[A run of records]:

>> BEGIN

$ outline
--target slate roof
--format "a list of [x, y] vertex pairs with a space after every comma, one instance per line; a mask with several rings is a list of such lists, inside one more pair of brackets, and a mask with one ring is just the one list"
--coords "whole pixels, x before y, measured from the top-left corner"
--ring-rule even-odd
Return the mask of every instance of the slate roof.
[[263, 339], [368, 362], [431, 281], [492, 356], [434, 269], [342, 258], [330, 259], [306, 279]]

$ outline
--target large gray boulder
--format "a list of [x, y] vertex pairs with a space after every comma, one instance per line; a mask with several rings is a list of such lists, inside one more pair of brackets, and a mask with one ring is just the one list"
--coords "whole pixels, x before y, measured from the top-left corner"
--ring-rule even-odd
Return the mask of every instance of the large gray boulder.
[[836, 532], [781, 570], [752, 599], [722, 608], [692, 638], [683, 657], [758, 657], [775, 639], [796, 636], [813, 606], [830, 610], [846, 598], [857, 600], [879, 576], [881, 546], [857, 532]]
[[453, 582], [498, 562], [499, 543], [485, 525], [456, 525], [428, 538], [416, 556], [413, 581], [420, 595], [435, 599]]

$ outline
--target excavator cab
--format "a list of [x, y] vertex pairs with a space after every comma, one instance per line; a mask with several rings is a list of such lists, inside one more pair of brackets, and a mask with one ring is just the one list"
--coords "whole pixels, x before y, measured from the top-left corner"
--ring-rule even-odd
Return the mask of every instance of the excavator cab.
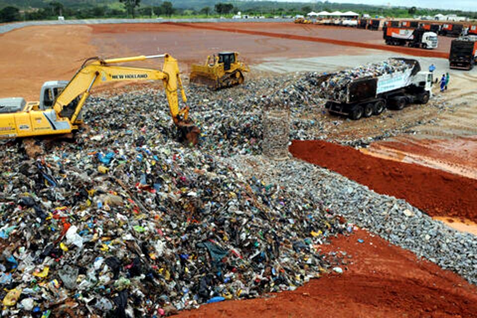
[[67, 80], [49, 80], [41, 86], [40, 92], [40, 109], [45, 110], [53, 107], [56, 97], [68, 83]]

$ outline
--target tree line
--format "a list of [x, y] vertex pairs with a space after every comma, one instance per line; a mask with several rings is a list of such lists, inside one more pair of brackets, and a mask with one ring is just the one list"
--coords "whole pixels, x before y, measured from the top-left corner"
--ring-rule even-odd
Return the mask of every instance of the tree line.
[[237, 8], [233, 4], [220, 2], [213, 9], [204, 6], [199, 10], [174, 7], [172, 2], [162, 2], [159, 6], [141, 6], [141, 0], [119, 0], [123, 9], [109, 7], [105, 5], [96, 5], [74, 9], [64, 5], [59, 1], [49, 2], [46, 7], [21, 11], [14, 6], [8, 6], [0, 10], [0, 22], [30, 20], [48, 20], [56, 19], [62, 15], [69, 19], [87, 19], [94, 18], [135, 18], [137, 16], [149, 17], [173, 14], [184, 15], [229, 14], [237, 13]]
[[[122, 8], [114, 8], [106, 5], [86, 6], [73, 8], [64, 5], [58, 0], [48, 2], [45, 7], [20, 10], [15, 6], [8, 6], [0, 10], [0, 22], [28, 20], [47, 20], [56, 19], [63, 15], [67, 19], [87, 19], [99, 18], [134, 18], [168, 16], [173, 15], [183, 16], [230, 16], [239, 10], [248, 15], [293, 16], [304, 14], [311, 11], [324, 10], [331, 12], [336, 10], [352, 10], [358, 13], [368, 13], [371, 16], [409, 17], [413, 15], [433, 15], [441, 12], [465, 15], [477, 18], [477, 12], [467, 12], [459, 10], [438, 10], [433, 9], [379, 7], [369, 5], [331, 3], [329, 2], [277, 2], [271, 1], [234, 2], [216, 3], [213, 7], [209, 6], [191, 8], [174, 7], [169, 1], [162, 2], [160, 5], [142, 5], [141, 0], [118, 0]], [[304, 4], [305, 4], [304, 5]]]

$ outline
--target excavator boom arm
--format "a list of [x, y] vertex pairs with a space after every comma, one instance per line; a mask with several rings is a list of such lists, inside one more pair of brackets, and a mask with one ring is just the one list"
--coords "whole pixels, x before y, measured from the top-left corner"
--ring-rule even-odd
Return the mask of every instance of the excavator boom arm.
[[[161, 57], [164, 57], [162, 71], [114, 65], [116, 63], [144, 61], [149, 58]], [[60, 116], [62, 111], [66, 105], [78, 96], [81, 96], [70, 118], [72, 123], [74, 124], [92, 87], [106, 82], [160, 80], [164, 85], [171, 116], [174, 122], [177, 124], [181, 120], [179, 116], [184, 120], [187, 120], [189, 110], [187, 106], [179, 109], [178, 89], [180, 90], [184, 103], [187, 101], [187, 98], [179, 74], [177, 60], [168, 54], [105, 60], [96, 59], [83, 66], [77, 72], [57, 97], [54, 108], [58, 115]]]

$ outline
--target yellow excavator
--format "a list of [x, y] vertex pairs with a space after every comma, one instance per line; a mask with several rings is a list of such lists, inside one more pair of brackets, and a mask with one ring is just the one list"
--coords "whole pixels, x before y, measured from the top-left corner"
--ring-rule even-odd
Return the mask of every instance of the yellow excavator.
[[[115, 65], [164, 58], [162, 71]], [[103, 60], [90, 58], [67, 81], [50, 81], [42, 86], [40, 101], [20, 97], [0, 99], [0, 138], [69, 134], [82, 123], [81, 109], [93, 86], [120, 81], [162, 80], [169, 109], [182, 139], [195, 144], [200, 131], [188, 118], [189, 107], [179, 109], [177, 90], [187, 98], [177, 61], [167, 54]]]
[[236, 52], [223, 52], [210, 55], [204, 64], [193, 64], [189, 77], [191, 83], [203, 84], [216, 90], [243, 82], [243, 73], [250, 70], [238, 61]]

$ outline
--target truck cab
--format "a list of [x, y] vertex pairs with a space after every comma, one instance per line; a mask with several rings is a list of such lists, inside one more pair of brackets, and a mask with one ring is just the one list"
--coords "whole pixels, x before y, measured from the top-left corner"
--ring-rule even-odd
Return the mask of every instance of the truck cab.
[[421, 45], [427, 49], [436, 49], [439, 43], [437, 34], [433, 32], [426, 32], [422, 34]]

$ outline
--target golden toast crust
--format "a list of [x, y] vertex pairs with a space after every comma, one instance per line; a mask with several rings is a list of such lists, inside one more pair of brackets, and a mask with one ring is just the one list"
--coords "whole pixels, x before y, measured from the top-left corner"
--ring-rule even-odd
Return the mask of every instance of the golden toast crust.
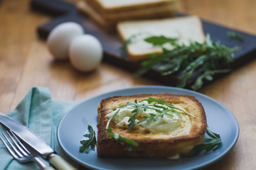
[[[113, 140], [106, 132], [108, 118], [106, 115], [112, 110], [127, 102], [135, 99], [142, 101], [152, 97], [161, 98], [171, 104], [178, 104], [188, 113], [196, 116], [191, 117], [192, 125], [187, 135], [154, 138], [154, 134], [128, 132], [127, 129], [116, 128], [113, 123], [110, 126], [113, 132], [129, 140], [134, 140], [139, 147], [132, 147], [128, 151], [127, 147], [119, 141]], [[103, 99], [98, 106], [98, 134], [97, 150], [99, 157], [169, 157], [176, 154], [186, 156], [195, 144], [203, 142], [206, 130], [206, 116], [202, 104], [193, 96], [172, 94], [138, 94], [119, 96]]]

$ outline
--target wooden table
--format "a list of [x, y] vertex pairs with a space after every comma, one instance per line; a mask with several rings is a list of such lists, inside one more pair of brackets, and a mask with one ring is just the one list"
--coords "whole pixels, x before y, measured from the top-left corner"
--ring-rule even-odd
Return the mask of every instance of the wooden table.
[[[73, 1], [74, 2], [75, 1]], [[0, 110], [13, 110], [33, 86], [50, 89], [52, 99], [80, 101], [112, 90], [162, 85], [107, 63], [83, 74], [68, 62], [55, 62], [36, 33], [51, 17], [33, 11], [28, 0], [0, 1]], [[178, 11], [256, 35], [253, 0], [181, 0]], [[228, 107], [240, 125], [237, 144], [223, 159], [206, 169], [256, 169], [256, 60], [201, 89]]]

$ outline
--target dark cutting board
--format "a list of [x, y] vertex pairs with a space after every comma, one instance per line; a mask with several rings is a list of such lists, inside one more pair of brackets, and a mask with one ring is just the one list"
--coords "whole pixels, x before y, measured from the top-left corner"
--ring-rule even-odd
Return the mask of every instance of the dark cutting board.
[[[93, 35], [100, 40], [104, 49], [103, 60], [105, 62], [131, 72], [134, 72], [139, 67], [138, 63], [129, 61], [127, 57], [125, 58], [119, 57], [119, 47], [122, 45], [122, 40], [117, 33], [107, 33], [87, 16], [80, 13], [75, 4], [58, 0], [32, 0], [31, 1], [31, 7], [33, 10], [54, 17], [52, 21], [38, 26], [37, 32], [40, 38], [46, 39], [50, 30], [61, 23], [68, 21], [76, 22], [82, 26], [86, 33]], [[235, 52], [234, 62], [229, 66], [232, 69], [238, 68], [256, 57], [255, 35], [216, 25], [203, 20], [202, 22], [204, 33], [210, 33], [210, 38], [213, 41], [219, 40], [222, 44], [230, 47], [235, 46], [241, 47], [240, 50]], [[227, 32], [229, 30], [235, 31], [244, 36], [244, 41], [240, 42], [228, 37]], [[222, 67], [225, 68], [227, 66], [223, 66]], [[215, 75], [214, 79], [215, 79], [223, 75], [224, 74]], [[189, 79], [188, 85], [189, 86], [193, 83], [198, 76], [198, 74], [195, 73], [192, 78]], [[175, 83], [179, 79], [178, 73], [164, 76], [161, 76], [159, 72], [154, 69], [145, 74], [144, 76], [168, 86], [175, 86]], [[204, 84], [208, 83], [205, 82]]]

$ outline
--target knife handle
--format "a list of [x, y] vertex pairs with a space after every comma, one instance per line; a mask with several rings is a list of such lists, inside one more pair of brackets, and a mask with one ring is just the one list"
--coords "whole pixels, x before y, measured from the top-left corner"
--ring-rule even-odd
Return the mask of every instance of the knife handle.
[[49, 162], [58, 169], [65, 169], [65, 170], [75, 170], [76, 169], [74, 166], [70, 164], [60, 156], [53, 154], [50, 156]]
[[43, 169], [43, 170], [55, 170], [54, 168], [53, 168], [52, 166], [48, 166], [45, 169]]

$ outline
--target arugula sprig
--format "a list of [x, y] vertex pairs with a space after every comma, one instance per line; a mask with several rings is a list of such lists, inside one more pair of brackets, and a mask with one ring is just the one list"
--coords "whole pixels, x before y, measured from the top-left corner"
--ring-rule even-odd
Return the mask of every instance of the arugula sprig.
[[80, 144], [82, 144], [82, 146], [80, 147], [79, 150], [80, 152], [85, 152], [86, 154], [89, 153], [90, 148], [91, 148], [91, 149], [94, 151], [95, 149], [95, 145], [97, 144], [95, 132], [90, 125], [88, 125], [87, 128], [90, 134], [85, 134], [83, 136], [89, 137], [89, 139], [87, 140], [80, 141]]
[[208, 128], [206, 128], [206, 132], [211, 138], [205, 138], [204, 143], [196, 145], [190, 153], [191, 156], [198, 154], [203, 152], [214, 151], [221, 145], [220, 135], [212, 132]]
[[227, 35], [232, 39], [239, 40], [240, 42], [242, 42], [244, 40], [244, 36], [232, 30], [228, 31]]
[[132, 145], [134, 145], [135, 147], [138, 147], [139, 144], [136, 142], [134, 140], [129, 140], [126, 137], [124, 137], [122, 135], [120, 135], [117, 133], [113, 132], [112, 131], [111, 127], [110, 127], [110, 121], [113, 119], [113, 118], [119, 113], [119, 110], [117, 110], [116, 113], [114, 113], [114, 115], [112, 115], [110, 118], [108, 120], [106, 125], [106, 131], [107, 135], [111, 137], [112, 139], [118, 140], [118, 141], [120, 142], [121, 144], [124, 144], [124, 143], [127, 145], [127, 149], [131, 151], [132, 150]]
[[[135, 76], [141, 76], [151, 69], [158, 70], [161, 75], [166, 76], [173, 73], [180, 73], [180, 80], [176, 86], [185, 87], [188, 80], [194, 72], [205, 74], [198, 77], [191, 88], [199, 89], [203, 80], [210, 81], [217, 73], [226, 73], [230, 69], [216, 69], [218, 64], [229, 64], [233, 61], [234, 52], [240, 49], [232, 48], [221, 45], [220, 42], [213, 42], [210, 35], [206, 35], [203, 43], [190, 42], [188, 45], [179, 45], [177, 38], [168, 38], [164, 36], [152, 36], [144, 40], [154, 45], [162, 47], [162, 54], [149, 54], [149, 60], [141, 62], [142, 68], [135, 73]], [[162, 45], [170, 43], [174, 49], [167, 50]]]

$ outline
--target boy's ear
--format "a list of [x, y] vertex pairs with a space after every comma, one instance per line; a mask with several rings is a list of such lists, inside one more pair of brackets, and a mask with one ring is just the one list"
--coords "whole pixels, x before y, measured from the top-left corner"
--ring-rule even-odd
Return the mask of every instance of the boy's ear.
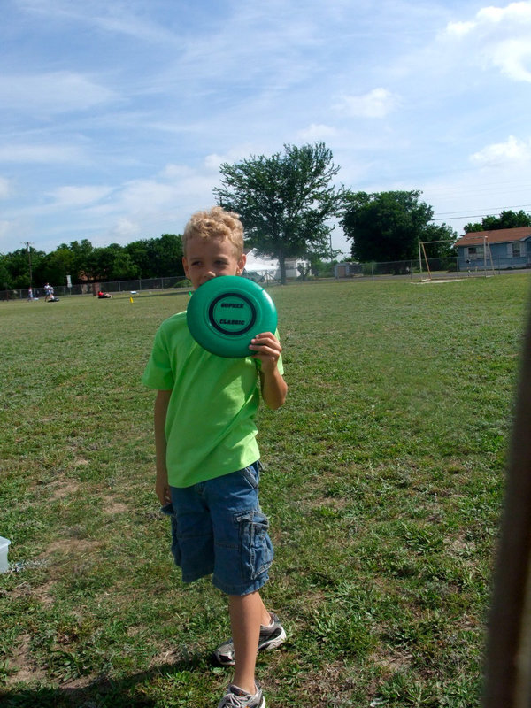
[[245, 268], [246, 263], [247, 263], [247, 256], [244, 253], [242, 253], [238, 258], [238, 265], [236, 266], [236, 275], [242, 275], [242, 273], [243, 273], [243, 269]]

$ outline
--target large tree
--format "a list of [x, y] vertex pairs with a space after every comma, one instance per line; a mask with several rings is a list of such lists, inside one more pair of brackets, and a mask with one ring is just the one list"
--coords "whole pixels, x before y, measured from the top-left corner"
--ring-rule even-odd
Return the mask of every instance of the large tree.
[[502, 212], [499, 216], [484, 216], [481, 223], [466, 224], [465, 233], [472, 231], [497, 231], [500, 228], [517, 228], [518, 227], [531, 227], [531, 214], [523, 209], [519, 212], [512, 212], [511, 209]]
[[452, 230], [430, 224], [434, 212], [419, 190], [349, 193], [342, 226], [360, 261], [401, 261], [418, 256], [419, 241], [448, 238]]
[[282, 283], [287, 258], [331, 254], [330, 219], [343, 190], [332, 185], [339, 167], [323, 142], [284, 145], [283, 154], [251, 156], [219, 170], [218, 203], [240, 215], [249, 245], [278, 258]]

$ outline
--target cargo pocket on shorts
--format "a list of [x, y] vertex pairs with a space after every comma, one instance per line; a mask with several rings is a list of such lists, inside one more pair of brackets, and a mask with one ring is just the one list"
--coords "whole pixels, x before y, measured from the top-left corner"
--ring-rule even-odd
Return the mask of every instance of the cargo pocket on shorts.
[[273, 543], [269, 538], [269, 520], [256, 510], [236, 516], [240, 527], [242, 571], [243, 580], [254, 581], [273, 563]]
[[173, 556], [173, 560], [175, 561], [175, 565], [181, 567], [181, 547], [179, 545], [179, 538], [177, 533], [177, 517], [173, 512], [173, 507], [172, 503], [166, 504], [163, 506], [160, 510], [163, 514], [170, 517], [170, 522], [172, 527], [172, 555]]

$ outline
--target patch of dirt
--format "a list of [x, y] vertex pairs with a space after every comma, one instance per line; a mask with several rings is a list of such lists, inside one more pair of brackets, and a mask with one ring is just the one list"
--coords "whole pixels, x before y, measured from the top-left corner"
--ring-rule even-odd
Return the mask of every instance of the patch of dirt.
[[112, 516], [114, 514], [125, 514], [129, 511], [127, 504], [123, 502], [117, 502], [112, 497], [103, 499], [103, 512], [104, 514]]
[[8, 686], [22, 681], [28, 683], [43, 681], [46, 677], [46, 672], [40, 669], [32, 658], [29, 635], [25, 634], [18, 637], [17, 644], [8, 661], [10, 671], [6, 679]]
[[73, 480], [55, 481], [49, 485], [48, 488], [51, 492], [50, 501], [55, 502], [58, 499], [64, 499], [65, 496], [71, 496], [77, 493], [79, 488], [79, 483]]
[[42, 556], [44, 558], [53, 554], [66, 557], [85, 556], [94, 552], [95, 549], [101, 545], [102, 542], [88, 538], [60, 538], [52, 541]]

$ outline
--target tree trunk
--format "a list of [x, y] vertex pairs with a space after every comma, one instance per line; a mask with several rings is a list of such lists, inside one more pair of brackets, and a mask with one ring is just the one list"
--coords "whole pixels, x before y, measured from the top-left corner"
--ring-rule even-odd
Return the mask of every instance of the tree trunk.
[[282, 255], [279, 256], [279, 269], [281, 271], [281, 285], [286, 285], [286, 259]]

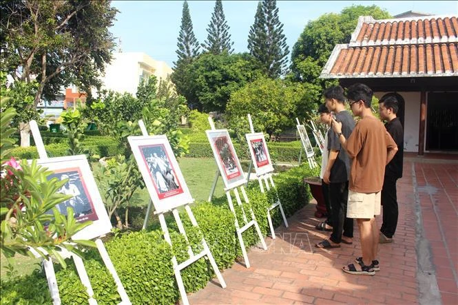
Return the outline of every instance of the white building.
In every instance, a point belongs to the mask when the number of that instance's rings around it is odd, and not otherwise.
[[[154,75],[158,82],[165,79],[172,70],[164,61],[158,61],[143,52],[113,53],[113,59],[105,67],[103,88],[116,92],[136,94],[143,79]]]

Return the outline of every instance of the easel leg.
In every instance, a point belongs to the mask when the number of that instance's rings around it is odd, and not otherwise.
[[[275,240],[275,231],[273,231],[273,224],[272,224],[272,218],[271,217],[270,209],[267,209],[267,221],[269,222],[269,227],[271,229],[272,239]]]
[[[125,292],[125,290],[124,290],[124,286],[123,286],[123,283],[121,283],[121,280],[118,276],[118,273],[116,273],[116,270],[114,269],[114,266],[113,266],[113,263],[112,262],[112,260],[110,260],[110,256],[108,255],[107,249],[105,248],[105,246],[103,245],[103,242],[102,242],[101,240],[97,238],[96,240],[96,244],[97,245],[98,253],[100,253],[100,255],[102,257],[102,260],[103,260],[105,265],[107,266],[107,269],[112,274],[112,276],[114,280],[114,282],[116,284],[116,288],[118,290],[118,293],[119,293],[119,296],[121,297],[121,299],[123,301],[123,304],[132,304],[130,302],[130,300],[129,299],[127,293]]]
[[[81,257],[74,254],[72,255],[72,257],[73,257],[73,261],[75,262],[75,266],[76,266],[76,271],[78,271],[79,278],[81,280],[81,282],[87,290],[87,295],[89,295],[89,299],[87,301],[89,304],[90,305],[96,305],[97,301],[94,298],[94,291],[92,290],[91,282],[89,280],[89,277],[87,276],[86,269],[84,268],[83,260],[81,260]]]
[[[51,258],[43,260],[43,264],[45,267],[46,280],[48,280],[48,286],[51,293],[52,304],[54,305],[61,305],[61,297],[59,295],[59,287],[57,286],[57,280],[56,280],[56,273],[52,265],[52,260]]]

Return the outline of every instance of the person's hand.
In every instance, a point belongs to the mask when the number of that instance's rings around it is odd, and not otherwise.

>> END

[Task to complete]:
Output the lines from the start of the entries through the line containing "259], [306, 279]]" as a Markdown table with the columns Row and Line, one numbered row per line, skipping any blank lines.

[Answer to the task]:
| Row | Line |
|---|---|
| 1 | $ outline |
| 2 | --target slate roof |
| 3 | --format "a list of [x, y] vertex pairs with a space after every comma, one instance per line; a mask with several rings is a list of such lists, inside one more pair of brackets, and a mask with one ring is just the one list" |
| 4 | --coords "whole pixels, x before y, measured from the top-left corner" |
| 5 | --ring-rule even-odd |
| 6 | Return the mask of every instance of the slate roof. |
| 7 | [[263, 339], [368, 362], [431, 281], [492, 356], [434, 269], [342, 258], [330, 259], [306, 279]] |